TEXT EXTRACT:
* * * * * * *

You will be allowed to propose written questions to witnesses after the lawyers have completed their questioning. You may ask questions in order to clarify the testimony, but you are not to express any opinion about the testimony or argue with a witness. If you ask any questions, remember that your role is that of a neutral fact finder, not an advocate.
Before I excuse each witness, I will offer you the opportunity to write out a question on a form provided by the court. Do not sign the question. I will review the question to determine if it is legally proper.
There are some questions that I will not ask, or will not ask in the wording submitted by the juror. This might happen either due to the rules of evidence or other legal reasons, or because the question is expected to be answered later in the case. If I do not ask a juror's question, or if I rephrase it, do not attempt to speculate as to the reasons and do not discuss this circumstance with the other jurors.
By giving you the opportunity to propose questions, I am not requesting or suggesting that you do so. It will often be the case that a lawyer has not asked a question because it is legally objectionable or because a later witness may be addressing that subject.

* * * * * * *

[Coordinate labeling data]

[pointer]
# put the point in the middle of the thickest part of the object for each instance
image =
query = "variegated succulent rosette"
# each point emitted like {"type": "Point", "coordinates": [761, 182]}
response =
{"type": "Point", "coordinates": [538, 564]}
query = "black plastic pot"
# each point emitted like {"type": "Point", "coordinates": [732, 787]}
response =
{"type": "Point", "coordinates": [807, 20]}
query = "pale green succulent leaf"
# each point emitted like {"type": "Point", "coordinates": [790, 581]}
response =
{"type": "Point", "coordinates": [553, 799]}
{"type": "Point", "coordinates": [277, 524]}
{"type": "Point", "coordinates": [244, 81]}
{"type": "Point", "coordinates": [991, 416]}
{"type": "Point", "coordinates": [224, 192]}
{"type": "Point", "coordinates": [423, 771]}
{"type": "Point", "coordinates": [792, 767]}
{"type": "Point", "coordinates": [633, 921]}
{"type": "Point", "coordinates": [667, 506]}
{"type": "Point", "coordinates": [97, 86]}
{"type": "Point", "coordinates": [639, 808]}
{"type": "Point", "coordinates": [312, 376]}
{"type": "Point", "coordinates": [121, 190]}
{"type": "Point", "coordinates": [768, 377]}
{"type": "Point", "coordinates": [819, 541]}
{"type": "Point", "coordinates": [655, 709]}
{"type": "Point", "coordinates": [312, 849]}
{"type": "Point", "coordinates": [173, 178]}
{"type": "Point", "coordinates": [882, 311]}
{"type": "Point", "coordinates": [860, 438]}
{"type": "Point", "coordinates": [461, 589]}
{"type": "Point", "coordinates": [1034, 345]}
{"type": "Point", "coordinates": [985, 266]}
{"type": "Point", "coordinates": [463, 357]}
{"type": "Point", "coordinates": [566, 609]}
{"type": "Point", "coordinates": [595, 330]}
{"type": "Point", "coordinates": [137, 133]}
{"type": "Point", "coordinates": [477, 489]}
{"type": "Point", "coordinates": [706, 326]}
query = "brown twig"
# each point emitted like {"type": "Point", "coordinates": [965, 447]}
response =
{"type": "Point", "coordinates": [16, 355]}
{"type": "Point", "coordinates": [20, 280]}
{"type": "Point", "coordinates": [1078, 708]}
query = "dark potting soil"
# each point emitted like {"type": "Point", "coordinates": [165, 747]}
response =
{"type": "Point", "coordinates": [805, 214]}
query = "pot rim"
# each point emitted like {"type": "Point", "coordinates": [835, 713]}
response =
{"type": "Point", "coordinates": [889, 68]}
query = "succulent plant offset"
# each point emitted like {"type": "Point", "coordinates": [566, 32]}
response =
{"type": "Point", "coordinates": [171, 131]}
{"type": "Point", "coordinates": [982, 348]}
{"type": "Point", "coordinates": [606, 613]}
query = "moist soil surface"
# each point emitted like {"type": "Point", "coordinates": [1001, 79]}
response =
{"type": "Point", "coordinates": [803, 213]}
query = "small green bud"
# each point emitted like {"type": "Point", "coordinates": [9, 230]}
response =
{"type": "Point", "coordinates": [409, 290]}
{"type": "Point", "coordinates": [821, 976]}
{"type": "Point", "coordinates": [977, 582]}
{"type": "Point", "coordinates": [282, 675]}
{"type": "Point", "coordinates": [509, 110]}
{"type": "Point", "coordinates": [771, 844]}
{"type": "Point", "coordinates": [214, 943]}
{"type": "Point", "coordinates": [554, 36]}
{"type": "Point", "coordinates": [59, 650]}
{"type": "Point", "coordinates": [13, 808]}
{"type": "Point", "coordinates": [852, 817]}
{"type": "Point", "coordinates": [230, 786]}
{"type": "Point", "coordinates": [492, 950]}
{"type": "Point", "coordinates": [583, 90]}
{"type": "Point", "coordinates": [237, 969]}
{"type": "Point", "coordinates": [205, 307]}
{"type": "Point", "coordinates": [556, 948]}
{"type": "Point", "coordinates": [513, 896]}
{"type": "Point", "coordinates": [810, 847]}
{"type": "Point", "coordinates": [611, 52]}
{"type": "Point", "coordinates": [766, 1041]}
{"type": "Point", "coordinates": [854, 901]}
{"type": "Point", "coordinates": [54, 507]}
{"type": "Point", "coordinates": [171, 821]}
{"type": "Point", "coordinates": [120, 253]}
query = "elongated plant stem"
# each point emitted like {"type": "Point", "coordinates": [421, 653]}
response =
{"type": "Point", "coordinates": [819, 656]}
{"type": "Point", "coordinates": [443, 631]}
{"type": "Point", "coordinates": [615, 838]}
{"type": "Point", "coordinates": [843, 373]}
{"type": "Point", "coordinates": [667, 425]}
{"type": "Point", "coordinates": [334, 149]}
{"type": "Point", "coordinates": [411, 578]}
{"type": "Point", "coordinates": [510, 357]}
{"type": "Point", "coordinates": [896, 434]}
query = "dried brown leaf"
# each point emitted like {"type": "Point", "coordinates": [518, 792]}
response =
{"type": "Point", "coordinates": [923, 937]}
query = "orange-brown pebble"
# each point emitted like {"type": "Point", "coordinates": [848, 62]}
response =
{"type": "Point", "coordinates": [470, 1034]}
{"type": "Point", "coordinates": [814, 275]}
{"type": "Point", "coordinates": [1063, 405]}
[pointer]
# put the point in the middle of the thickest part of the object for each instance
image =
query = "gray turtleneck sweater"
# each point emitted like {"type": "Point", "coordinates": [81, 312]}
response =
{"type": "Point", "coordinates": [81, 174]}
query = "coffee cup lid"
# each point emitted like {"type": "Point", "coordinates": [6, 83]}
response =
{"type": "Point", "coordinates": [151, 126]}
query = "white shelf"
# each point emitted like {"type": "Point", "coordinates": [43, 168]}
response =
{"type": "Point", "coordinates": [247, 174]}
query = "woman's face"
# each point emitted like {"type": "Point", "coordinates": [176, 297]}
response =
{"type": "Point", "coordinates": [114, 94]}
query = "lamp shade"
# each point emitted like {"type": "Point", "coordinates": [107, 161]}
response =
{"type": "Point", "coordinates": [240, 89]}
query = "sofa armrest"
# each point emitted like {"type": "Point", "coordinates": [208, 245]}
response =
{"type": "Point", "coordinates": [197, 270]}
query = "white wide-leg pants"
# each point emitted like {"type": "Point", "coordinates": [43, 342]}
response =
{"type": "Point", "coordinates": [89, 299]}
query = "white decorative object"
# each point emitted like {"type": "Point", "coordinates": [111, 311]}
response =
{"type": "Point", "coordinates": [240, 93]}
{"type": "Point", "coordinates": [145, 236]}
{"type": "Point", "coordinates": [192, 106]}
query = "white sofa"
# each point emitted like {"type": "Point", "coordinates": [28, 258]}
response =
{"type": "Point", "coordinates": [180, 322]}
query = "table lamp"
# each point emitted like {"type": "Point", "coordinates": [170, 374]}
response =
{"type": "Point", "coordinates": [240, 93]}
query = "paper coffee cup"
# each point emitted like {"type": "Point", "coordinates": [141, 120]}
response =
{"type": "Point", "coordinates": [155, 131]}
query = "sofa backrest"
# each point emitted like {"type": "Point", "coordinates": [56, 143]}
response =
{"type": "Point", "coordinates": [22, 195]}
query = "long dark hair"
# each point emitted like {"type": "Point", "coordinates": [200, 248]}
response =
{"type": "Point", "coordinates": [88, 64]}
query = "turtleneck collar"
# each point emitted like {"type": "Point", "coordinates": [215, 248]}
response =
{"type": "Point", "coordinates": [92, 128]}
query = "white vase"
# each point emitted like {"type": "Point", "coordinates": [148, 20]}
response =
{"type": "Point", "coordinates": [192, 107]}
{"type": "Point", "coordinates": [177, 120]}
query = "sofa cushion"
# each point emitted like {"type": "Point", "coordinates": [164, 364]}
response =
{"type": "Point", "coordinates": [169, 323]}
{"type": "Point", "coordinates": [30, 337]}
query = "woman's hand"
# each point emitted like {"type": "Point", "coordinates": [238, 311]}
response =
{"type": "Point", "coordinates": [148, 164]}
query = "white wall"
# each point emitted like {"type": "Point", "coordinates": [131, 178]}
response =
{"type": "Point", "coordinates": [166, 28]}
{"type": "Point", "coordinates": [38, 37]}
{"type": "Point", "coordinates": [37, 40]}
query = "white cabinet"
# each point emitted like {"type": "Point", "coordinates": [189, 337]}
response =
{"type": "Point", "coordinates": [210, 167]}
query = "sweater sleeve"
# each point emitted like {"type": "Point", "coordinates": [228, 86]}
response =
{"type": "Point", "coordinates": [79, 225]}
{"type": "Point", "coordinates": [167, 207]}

* * * * * * *

WRITTEN TASKS:
a) Write out the passage from the jury instructions on juror questions that begins at the words "There are some" and stops after "the other jurors.".
b) In the jury instructions on juror questions, what must a juror not do on the question form?

SOLUTIONS TO THE EXERCISE:
a)
There are some questions that I will not ask, or will not ask in the wording submitted by the juror. This might happen either due to the rules of evidence or other legal reasons, or because the question is expected to be answered later in the case. If I do not ask a juror's question, or if I rephrase it, do not attempt to speculate as to the reasons and do not discuss this circumstance with the other jurors.

b) Sign the question.